§ TASK TO COMPLETE
Render each line of the material below as one string in a JSON list, omitting blank lines and covering the entire material.

§ RECORD SET

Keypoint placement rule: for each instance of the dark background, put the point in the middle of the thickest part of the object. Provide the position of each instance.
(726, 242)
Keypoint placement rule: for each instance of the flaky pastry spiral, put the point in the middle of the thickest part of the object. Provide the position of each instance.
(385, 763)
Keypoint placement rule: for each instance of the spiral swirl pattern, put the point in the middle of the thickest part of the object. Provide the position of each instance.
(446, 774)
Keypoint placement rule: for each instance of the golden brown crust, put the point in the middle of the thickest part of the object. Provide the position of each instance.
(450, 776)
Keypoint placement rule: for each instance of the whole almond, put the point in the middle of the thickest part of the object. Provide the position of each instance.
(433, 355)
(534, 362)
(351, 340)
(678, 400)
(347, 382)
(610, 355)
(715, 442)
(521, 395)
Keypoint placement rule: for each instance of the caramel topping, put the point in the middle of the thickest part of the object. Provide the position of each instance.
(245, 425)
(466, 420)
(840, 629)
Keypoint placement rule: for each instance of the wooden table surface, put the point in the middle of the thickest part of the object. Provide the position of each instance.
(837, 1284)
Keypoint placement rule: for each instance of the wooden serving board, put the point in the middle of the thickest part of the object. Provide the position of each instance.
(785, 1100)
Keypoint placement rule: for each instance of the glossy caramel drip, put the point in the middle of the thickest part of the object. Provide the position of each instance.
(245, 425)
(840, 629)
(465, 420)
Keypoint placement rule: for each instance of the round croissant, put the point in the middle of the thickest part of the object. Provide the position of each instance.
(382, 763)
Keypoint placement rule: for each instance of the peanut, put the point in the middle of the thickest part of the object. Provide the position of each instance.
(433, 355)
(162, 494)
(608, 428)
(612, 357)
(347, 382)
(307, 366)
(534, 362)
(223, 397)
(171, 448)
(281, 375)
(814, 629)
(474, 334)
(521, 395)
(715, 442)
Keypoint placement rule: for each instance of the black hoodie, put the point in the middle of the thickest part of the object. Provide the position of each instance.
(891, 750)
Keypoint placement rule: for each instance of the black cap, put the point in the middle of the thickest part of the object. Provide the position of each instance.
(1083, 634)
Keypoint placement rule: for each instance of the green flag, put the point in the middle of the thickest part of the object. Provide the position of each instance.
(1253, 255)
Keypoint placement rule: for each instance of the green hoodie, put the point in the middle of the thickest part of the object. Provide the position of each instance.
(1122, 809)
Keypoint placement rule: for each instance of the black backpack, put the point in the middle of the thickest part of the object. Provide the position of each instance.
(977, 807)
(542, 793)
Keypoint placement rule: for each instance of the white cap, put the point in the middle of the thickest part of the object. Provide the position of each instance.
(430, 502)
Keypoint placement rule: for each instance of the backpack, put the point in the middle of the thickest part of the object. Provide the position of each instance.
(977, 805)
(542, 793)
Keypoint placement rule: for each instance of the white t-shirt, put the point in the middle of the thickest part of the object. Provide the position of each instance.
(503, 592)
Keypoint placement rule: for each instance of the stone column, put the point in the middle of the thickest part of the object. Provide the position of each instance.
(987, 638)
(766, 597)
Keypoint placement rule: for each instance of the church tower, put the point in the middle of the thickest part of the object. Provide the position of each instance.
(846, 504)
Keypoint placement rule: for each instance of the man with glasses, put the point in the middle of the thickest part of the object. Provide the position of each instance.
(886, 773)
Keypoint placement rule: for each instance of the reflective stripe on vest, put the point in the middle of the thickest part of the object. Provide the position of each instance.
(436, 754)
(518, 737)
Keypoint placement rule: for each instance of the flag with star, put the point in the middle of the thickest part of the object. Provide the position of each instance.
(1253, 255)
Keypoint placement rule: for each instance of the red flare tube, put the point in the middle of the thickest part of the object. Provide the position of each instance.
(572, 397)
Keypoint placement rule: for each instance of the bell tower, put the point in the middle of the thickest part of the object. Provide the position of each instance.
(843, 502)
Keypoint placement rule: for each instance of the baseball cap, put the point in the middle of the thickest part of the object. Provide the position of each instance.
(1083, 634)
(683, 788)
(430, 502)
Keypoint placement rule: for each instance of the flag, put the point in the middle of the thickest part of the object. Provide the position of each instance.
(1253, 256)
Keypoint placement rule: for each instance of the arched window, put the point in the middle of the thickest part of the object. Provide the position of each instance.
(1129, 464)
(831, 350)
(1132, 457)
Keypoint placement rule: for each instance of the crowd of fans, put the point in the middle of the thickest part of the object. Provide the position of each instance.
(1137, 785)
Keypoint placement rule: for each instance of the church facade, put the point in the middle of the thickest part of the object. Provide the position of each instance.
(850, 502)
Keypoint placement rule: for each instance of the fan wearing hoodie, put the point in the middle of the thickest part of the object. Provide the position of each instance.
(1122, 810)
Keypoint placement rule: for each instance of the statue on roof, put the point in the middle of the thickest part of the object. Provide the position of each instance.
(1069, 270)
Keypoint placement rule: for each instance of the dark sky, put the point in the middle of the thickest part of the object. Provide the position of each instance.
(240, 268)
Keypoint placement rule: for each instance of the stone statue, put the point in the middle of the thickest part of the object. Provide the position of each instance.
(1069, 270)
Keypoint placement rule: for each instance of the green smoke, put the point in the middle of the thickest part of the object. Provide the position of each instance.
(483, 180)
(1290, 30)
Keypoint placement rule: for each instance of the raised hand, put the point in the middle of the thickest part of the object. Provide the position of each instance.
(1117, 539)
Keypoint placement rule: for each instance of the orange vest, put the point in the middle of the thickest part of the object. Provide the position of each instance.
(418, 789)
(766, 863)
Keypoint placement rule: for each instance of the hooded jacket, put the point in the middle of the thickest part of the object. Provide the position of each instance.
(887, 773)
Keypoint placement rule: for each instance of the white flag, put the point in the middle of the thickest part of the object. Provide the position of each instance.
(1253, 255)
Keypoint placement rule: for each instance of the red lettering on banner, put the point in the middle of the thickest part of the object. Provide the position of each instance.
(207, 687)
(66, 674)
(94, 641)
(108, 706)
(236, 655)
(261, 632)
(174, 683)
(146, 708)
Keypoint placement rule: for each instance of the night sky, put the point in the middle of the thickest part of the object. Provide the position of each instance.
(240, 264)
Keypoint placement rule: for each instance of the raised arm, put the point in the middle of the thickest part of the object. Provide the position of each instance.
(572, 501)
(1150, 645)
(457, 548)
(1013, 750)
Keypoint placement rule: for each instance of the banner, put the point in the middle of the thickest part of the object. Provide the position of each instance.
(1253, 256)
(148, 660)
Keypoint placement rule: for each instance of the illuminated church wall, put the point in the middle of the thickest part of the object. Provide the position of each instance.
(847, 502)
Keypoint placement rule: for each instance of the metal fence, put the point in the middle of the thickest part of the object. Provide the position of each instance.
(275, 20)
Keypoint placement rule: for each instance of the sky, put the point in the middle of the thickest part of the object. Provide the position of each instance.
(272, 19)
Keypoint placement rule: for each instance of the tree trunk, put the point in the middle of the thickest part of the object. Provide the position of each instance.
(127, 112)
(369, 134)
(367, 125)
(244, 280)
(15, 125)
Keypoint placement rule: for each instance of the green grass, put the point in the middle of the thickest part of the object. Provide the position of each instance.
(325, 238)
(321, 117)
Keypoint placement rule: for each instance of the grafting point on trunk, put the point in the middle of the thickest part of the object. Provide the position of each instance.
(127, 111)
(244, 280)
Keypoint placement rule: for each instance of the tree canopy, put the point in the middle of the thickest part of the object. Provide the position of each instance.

§ COMPLETED EXERCISE
[
  "Keypoint placement rule: for each instance of the dark background, put the point in the middle of the thickest part of the object. Provide the position of each instance.",
  "(726, 242)",
  "Keypoint placement rule: for each instance of the flaky pastry spiral, put the point in the middle of the thickest part of the object. Provide the position of each instance.",
  "(385, 763)",
  "Keypoint placement rule: for each instance of the spiral swirl pattern, put the point in the middle of the thickest part of the object. Provide the position of each instance.",
  "(446, 774)",
  "Keypoint placement rule: for each instance of the golden brown crust, put the point in the middle of the thickest part of the object. Provide the position of each instance.",
  "(450, 776)",
  "Keypoint placement rule: for each instance of the whole almond, put the point in the middle of the thickest part of the object. Provide the position of each instance.",
  "(433, 355)",
  "(534, 362)",
  "(351, 340)",
  "(678, 400)",
  "(347, 382)",
  "(610, 355)",
  "(715, 442)",
  "(521, 395)",
  "Keypoint placement rule: for each instance of the caramel topping, put the point in the middle of the thickest part of the object. Provide the position of each instance.",
  "(245, 425)",
  "(466, 420)",
  "(840, 629)",
  "Keypoint placement rule: for each instance of the wooden table surface, put the point in the middle of the thickest part of the object. Provide the position of each instance.",
  "(837, 1284)",
  "Keypoint placement rule: for each instance of the wooden serving board, put the point in the middle of the thickest part of the object. Provide the position of each instance.",
  "(785, 1100)",
  "Keypoint placement rule: for each instance of the glossy caramel drip, put the point in the middle of the thickest part of the object. Provide the position of each instance.",
  "(245, 425)",
  "(840, 629)",
  "(465, 420)",
  "Keypoint placement rule: for each instance of the round croissant, put the point in the middle of the thickest part of the object. Provide the position of each instance.",
  "(382, 763)",
  "Keypoint placement rule: for each instance of the peanut, put the point in the middle of the thickest part of the object. Provide the position of each instance.",
  "(433, 355)",
  "(162, 494)",
  "(608, 428)",
  "(612, 357)",
  "(347, 382)",
  "(307, 366)",
  "(534, 362)",
  "(223, 397)",
  "(171, 448)",
  "(281, 375)",
  "(814, 629)",
  "(474, 334)",
  "(521, 395)",
  "(715, 442)",
  "Keypoint placement rule: for each instance of the black hoodie, put the point in the middle of the thickest part of the object. Provide the position of each instance.",
  "(891, 750)",
  "Keypoint placement rule: for each instance of the black cap, put the point in the middle of the thickest part of the object. Provide the position of each instance.",
  "(1083, 634)",
  "Keypoint placement rule: for each instance of the green flag, put the point in the middle of the thickest part of the object. Provide the position of each instance.",
  "(1253, 255)",
  "Keypoint placement rule: for each instance of the green hoodie, put the point in the middle of the thickest part of the object. Provide the position of each instance.",
  "(1122, 809)",
  "Keypoint placement rule: for each instance of the black backpack, put the point in the middle of the thickest part of the object. Provide the position of each instance.",
  "(977, 807)",
  "(542, 793)",
  "Keypoint placement rule: for each instance of the white cap, put the point in the middle of the thickest part of the object. Provide the position of each instance.",
  "(430, 502)",
  "Keypoint placement rule: for each instance of the backpack, put the point in the middle of the thickest part of the object. Provide the position of each instance.",
  "(977, 805)",
  "(542, 793)",
  "Keypoint placement rule: for each instance of the white t-shirt, put the point in the middle of the thickest part of the object. Provide the position of each instance.",
  "(503, 592)",
  "Keypoint placement rule: for each instance of the stone column, put the point in the middle of the thickest part of the object. Provide the position of each instance.",
  "(987, 638)",
  "(766, 597)",
  "Keypoint placement rule: for each instance of the church tower, put the point in the middle of the thickest part of the object. Provide the position of each instance.",
  "(846, 504)",
  "Keypoint placement rule: for each instance of the man with glasses, put the point in the middle of the thickest part of the object. Provide the position of each instance.",
  "(886, 773)",
  "Keypoint placement rule: for each instance of the reflective stripe on vest, put the point in the middle of the thickest part of the object. Provide the position of each instance.",
  "(436, 754)",
  "(518, 737)",
  "Keypoint placement rule: for each instance of the flag with star, put the point in the middle of the thickest part of the object. Provide the position of each instance.",
  "(1253, 255)",
  "Keypoint placement rule: for each instance of the red flare tube, put the point in the middle of the thickest part of the object. Provide the position of each instance.",
  "(572, 397)",
  "Keypoint placement rule: for each instance of the bell tower, put the point in the middle of the thickest part of the object. Provide the position of each instance.",
  "(843, 502)",
  "Keypoint placement rule: for each instance of the baseball cap, put the point in the middle of the thickest part of the object. Provide the position of each instance.",
  "(1083, 634)",
  "(683, 788)",
  "(430, 502)",
  "Keypoint placement rule: for each instance of the flag, put the point in the middle of the thickest part of the object. Provide the position of each instance.",
  "(1253, 256)",
  "Keypoint placement rule: for each instance of the arched window, put the point in the middle of the thickest part of the object. Provide the position of each instance.",
  "(1129, 464)",
  "(831, 350)",
  "(1132, 457)",
  "Keypoint placement rule: for each instance of the crowd of fans, put the point in the middle of the thickest part of the object. Provide the position of each instance.",
  "(1137, 785)",
  "Keypoint placement rule: for each instance of the church facade, put the point in the middle of the thickest part of the object. Provide the position of each instance.",
  "(850, 502)",
  "Keypoint placement rule: for each instance of the fan wearing hoodie, put the point in the middle of the thickest part of the object. Provide the position of each instance.",
  "(1122, 810)",
  "Keypoint placement rule: for each instance of the statue on roof, put the point in the middle of the thickest part of the object. Provide the position of each instance.",
  "(1069, 270)",
  "Keypoint placement rule: for each instance of the dark sky, put the point in the middle of the thickest part of the object. Provide the position of each instance.",
  "(240, 268)",
  "Keypoint placement rule: for each instance of the stone statue, put the point in the middle of the thickest part of the object. Provide the position of each instance.",
  "(1069, 270)",
  "Keypoint placement rule: for each instance of the green smoke, put the point in the middle of the thickest part of the object. Provide the position of each instance.",
  "(483, 180)",
  "(1290, 30)",
  "Keypoint placement rule: for each instance of the raised hand, put the point in the middle of the thickest part of the object. Provide the position of each instance.",
  "(1117, 539)",
  "Keypoint placement rule: for each instance of the orange vest, put the point in the middle of the thickest part of the object. Provide the position of each instance.",
  "(418, 789)",
  "(766, 863)",
  "Keypoint placement rule: for each instance of the hooded jacket, put the point in the middle of the thickest part of the object. Provide the position of each instance.",
  "(887, 773)",
  "Keypoint placement rule: for each instance of the white flag, put the point in the middle of the thickest part of the object. Provide the position of each instance.",
  "(1253, 255)",
  "Keypoint placement rule: for each instance of the red lettering on banner, put the point in the middle of the thickest part of the object. Provide the position of each instance.",
  "(207, 687)",
  "(66, 674)",
  "(94, 641)",
  "(108, 706)",
  "(236, 655)",
  "(261, 632)",
  "(174, 683)",
  "(146, 708)",
  "Keypoint placement rule: for each instance of the night sky, put the point in the middle of the thickest part of the object. Provide the position of each instance.",
  "(240, 264)",
  "Keypoint placement rule: for each instance of the raised arm, put the point in the middle of the thickest part of the object. Provide the position of each instance.",
  "(572, 501)",
  "(1150, 645)",
  "(457, 548)",
  "(1013, 750)",
  "Keypoint placement rule: for each instance of the banner, put the point in the middle of the thickest part of the object. Provide the position of each instance.",
  "(1253, 256)",
  "(148, 660)",
  "Keypoint placement rule: for each instance of the illuminated church wall, put the point in the middle of the thickest part of the object. Provide the position of each instance.",
  "(847, 502)",
  "Keypoint placement rule: for each instance of the metal fence, put the point in the middle of the thickest part of the object. Provide the position of each instance.",
  "(275, 20)",
  "Keypoint placement rule: for each instance of the sky, put the point in the middle of the thickest part of the object. Provide the position of each instance.",
  "(272, 19)",
  "Keypoint placement rule: for each instance of the tree trunk, put the point in the middle of the thickest part of the object. Provide the position of each instance.",
  "(127, 112)",
  "(369, 134)",
  "(367, 125)",
  "(244, 280)",
  "(15, 125)",
  "Keypoint placement rule: for each instance of the green grass, put the point in the middle of the thickest part of the object. Provide the position of each instance.",
  "(325, 238)",
  "(321, 117)",
  "Keypoint placement rule: for each instance of the grafting point on trunk, put the point in the middle of the thickest part of the object. Provide the position of each instance.",
  "(127, 111)",
  "(244, 280)",
  "Keypoint placement rule: for each instance of the tree canopy, put the point in the middle of the thickest part of the object. Provide the position of each instance."
]